→ **Texte extrait**:
L'un des plus importants groupes financiers dirigés de Montréal, la Corporation Financière Power (T.PWF), avec 138 milliards de dollars d'actif, ne veut pas du projet fédéral de commission unique de valeurs mobilières.

Du moins, tant que les «inquiétudes majeures dans certaines provinces, incluant le Québec, n'auront pas été résolues adéquatement», selon Jeffrey Orr, président et chef de la direction de la Corporation Financière Power (CFP).

«Entre-temps, le système actuel (de commissions provinciales) fonctionne bien. Et, au Québec, l'AMF fait bien son travail», a-t-il dit après l'assemblée des actionnaires de CFP, hier à Montréal.

Étaient évidemment présents Paul Desmarais, Paul Desmarais, jr et André Desmarais, à titre de principaux actionnaires de CFP et de sa société mère, Power Corporation.

→ **Données enregistrées**:
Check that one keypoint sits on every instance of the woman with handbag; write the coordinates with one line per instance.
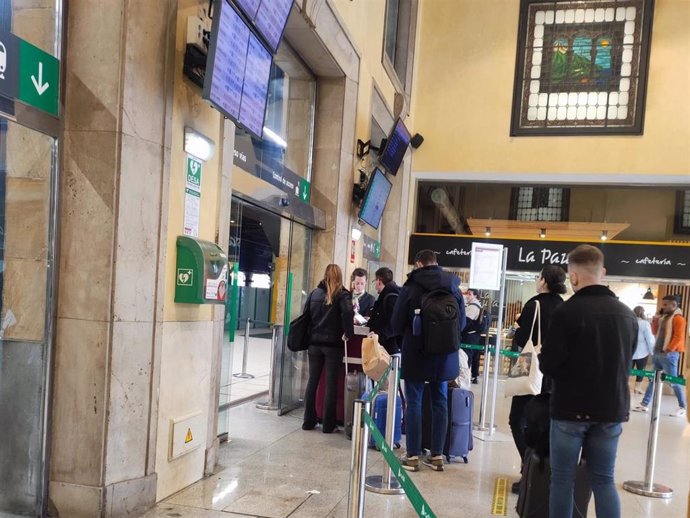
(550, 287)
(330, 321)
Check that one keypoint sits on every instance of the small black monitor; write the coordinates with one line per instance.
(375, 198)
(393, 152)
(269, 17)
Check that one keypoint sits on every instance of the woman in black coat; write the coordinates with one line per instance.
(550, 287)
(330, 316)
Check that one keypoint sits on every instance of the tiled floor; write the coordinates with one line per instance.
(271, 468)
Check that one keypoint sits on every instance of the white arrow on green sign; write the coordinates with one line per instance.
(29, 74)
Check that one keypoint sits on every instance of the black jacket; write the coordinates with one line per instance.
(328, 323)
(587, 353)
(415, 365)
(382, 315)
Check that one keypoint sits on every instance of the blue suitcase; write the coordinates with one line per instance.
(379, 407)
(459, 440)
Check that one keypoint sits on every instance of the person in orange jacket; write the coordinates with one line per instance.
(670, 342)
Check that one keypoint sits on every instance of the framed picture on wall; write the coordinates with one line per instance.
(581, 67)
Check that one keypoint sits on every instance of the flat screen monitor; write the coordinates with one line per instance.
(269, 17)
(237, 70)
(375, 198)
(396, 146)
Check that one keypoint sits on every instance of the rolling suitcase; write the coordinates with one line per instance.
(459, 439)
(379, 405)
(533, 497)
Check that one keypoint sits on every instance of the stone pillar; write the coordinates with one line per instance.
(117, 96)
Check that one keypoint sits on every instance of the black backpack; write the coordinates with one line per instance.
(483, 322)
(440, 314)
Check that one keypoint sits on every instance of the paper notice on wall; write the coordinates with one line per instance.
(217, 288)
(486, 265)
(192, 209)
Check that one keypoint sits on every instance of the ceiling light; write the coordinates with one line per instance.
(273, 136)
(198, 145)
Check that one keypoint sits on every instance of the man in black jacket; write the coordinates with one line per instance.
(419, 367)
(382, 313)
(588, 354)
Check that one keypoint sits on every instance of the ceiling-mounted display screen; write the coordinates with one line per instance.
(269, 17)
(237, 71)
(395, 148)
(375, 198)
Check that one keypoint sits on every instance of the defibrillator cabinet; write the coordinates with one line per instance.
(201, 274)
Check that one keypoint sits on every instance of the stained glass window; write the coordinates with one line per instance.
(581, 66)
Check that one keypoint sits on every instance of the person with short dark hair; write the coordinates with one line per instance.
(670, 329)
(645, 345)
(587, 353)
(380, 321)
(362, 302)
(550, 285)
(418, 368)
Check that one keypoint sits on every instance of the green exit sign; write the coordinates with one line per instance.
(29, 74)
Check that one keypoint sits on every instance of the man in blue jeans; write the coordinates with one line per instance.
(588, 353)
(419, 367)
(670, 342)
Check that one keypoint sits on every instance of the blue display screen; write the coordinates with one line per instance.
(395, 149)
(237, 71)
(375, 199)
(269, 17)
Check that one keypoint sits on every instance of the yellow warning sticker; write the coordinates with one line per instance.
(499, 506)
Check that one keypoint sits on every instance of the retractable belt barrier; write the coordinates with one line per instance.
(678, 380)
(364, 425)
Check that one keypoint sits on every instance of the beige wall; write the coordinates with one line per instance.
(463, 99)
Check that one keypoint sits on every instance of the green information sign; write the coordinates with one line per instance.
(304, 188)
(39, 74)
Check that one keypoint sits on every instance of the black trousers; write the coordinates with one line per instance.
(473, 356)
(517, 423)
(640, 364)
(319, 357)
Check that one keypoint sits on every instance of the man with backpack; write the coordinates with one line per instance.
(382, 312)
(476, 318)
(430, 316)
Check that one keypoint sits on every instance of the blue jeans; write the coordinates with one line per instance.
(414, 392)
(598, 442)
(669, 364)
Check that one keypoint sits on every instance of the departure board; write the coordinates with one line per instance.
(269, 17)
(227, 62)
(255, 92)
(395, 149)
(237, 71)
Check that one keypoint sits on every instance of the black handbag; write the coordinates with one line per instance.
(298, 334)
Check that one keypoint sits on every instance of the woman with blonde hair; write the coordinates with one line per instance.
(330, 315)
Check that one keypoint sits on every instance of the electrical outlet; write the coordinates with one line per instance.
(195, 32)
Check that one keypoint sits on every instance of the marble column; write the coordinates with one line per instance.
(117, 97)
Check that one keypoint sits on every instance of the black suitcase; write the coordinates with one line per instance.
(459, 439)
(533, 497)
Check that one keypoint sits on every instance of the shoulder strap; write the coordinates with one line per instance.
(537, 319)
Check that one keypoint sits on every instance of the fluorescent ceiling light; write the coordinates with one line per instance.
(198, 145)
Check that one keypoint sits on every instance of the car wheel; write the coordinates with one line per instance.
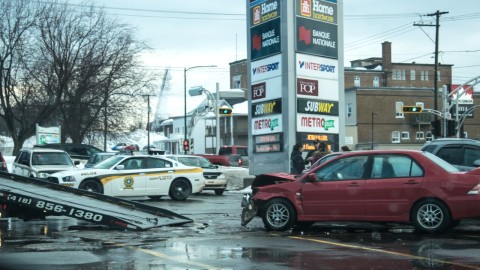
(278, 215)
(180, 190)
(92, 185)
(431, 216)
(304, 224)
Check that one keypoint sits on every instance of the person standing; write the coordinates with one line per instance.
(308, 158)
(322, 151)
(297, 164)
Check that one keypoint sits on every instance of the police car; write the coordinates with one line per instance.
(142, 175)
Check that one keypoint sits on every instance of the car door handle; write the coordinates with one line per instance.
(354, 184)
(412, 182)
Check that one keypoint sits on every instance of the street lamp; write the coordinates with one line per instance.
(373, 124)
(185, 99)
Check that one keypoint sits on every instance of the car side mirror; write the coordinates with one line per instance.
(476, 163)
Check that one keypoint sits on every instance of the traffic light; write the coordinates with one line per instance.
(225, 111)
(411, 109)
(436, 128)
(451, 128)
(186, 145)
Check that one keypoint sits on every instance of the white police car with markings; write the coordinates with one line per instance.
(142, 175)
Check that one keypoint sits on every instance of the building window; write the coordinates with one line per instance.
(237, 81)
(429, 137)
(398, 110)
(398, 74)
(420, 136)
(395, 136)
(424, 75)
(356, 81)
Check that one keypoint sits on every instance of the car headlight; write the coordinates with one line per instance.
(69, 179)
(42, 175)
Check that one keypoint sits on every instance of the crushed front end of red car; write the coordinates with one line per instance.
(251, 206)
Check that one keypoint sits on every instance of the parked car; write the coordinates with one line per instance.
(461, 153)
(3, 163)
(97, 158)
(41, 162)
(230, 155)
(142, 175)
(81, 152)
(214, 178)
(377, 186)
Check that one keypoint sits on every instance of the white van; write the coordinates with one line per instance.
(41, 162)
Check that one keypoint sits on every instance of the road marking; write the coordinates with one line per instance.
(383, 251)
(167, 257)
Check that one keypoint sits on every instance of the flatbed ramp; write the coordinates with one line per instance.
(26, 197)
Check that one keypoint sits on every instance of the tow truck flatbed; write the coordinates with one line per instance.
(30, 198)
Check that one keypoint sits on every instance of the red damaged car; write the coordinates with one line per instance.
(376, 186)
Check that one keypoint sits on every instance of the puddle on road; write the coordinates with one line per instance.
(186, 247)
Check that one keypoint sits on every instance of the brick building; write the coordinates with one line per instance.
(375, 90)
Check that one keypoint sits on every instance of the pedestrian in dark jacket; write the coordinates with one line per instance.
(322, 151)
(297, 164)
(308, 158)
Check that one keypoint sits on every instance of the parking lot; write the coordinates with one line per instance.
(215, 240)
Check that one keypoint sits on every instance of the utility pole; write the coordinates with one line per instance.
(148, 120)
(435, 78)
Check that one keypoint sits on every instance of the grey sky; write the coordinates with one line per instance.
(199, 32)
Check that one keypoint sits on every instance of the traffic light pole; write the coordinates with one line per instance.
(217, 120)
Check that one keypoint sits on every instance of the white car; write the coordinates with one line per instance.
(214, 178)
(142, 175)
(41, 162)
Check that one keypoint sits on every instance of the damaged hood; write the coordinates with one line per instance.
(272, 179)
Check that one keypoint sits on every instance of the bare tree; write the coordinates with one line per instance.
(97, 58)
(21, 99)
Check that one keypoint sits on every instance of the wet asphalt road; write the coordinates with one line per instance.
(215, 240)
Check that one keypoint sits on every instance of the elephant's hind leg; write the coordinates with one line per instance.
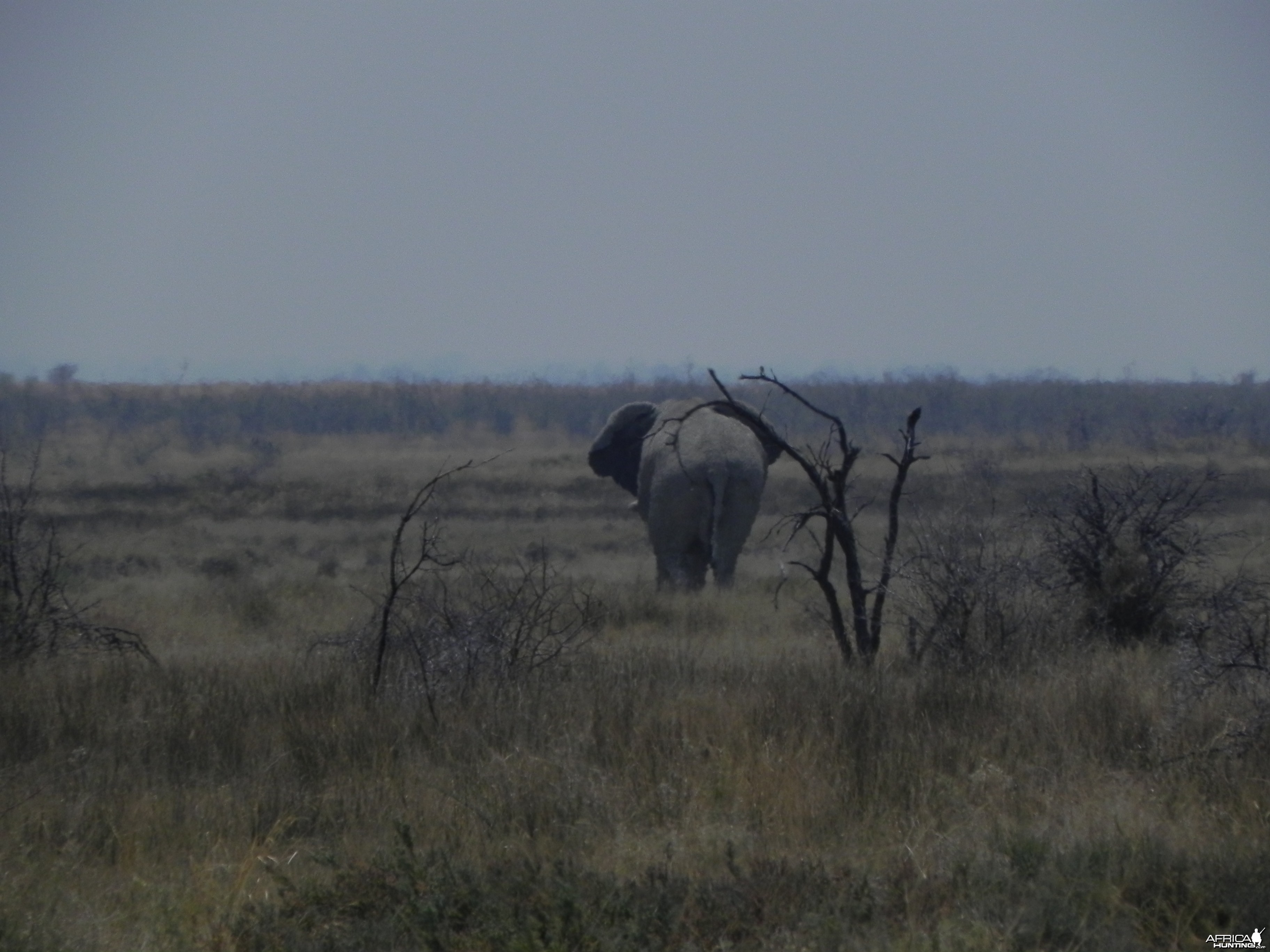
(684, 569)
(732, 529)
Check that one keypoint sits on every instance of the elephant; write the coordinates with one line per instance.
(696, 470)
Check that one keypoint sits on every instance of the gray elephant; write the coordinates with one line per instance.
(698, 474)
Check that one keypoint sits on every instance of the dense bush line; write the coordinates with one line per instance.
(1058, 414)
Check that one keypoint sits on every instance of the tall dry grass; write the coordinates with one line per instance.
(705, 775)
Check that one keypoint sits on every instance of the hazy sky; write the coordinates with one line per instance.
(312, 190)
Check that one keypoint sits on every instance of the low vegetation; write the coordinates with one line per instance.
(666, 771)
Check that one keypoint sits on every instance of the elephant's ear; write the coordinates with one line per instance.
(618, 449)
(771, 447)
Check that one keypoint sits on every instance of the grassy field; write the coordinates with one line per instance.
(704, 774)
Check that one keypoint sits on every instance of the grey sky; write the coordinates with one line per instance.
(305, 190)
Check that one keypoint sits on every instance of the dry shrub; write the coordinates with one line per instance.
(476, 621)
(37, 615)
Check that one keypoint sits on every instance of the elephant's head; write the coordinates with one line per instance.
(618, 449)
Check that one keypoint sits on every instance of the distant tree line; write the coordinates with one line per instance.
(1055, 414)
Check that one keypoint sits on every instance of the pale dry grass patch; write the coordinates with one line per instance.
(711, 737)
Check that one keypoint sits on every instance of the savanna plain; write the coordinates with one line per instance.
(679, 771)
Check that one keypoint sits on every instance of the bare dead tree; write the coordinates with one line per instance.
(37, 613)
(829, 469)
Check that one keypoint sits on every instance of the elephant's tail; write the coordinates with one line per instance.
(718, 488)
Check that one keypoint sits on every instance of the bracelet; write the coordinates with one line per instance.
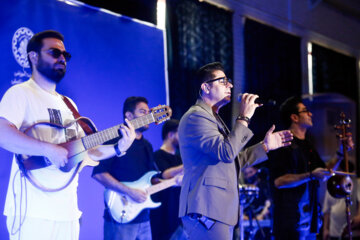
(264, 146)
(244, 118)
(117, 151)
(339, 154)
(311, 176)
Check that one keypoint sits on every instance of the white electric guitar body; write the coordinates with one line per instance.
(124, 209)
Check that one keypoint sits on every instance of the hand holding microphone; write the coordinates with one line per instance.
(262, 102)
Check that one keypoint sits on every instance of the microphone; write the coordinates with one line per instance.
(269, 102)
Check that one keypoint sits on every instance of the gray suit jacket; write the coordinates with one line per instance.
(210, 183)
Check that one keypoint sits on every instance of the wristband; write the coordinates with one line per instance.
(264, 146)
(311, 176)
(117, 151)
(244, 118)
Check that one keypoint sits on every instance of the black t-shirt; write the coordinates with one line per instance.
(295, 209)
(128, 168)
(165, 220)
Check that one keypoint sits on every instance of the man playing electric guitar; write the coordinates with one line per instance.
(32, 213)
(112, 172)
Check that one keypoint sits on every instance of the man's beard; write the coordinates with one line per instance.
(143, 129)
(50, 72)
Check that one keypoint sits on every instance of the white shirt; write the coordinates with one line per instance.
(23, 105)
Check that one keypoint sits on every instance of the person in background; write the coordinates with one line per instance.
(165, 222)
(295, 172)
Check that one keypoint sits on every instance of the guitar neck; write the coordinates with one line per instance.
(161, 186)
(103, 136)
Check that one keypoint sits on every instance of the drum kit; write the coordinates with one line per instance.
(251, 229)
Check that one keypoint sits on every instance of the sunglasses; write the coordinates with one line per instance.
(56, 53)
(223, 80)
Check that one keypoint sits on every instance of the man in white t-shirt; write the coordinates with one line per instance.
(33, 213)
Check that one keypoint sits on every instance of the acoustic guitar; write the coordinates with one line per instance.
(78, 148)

→ **Consigne**: Recopiez fidèlement, dans le texte extrait, le passage qui commence par « Du moins, tant » et se poursuit jusqu'à « Financière Power (CFP). ». Les lignes n'ont aucun lien avec le texte extrait.

→ **Solution proposée**:
Du moins, tant que les «inquiétudes majeures dans certaines provinces, incluant le Québec, n'auront pas été résolues adéquatement», selon Jeffrey Orr, président et chef de la direction de la Corporation Financière Power (CFP).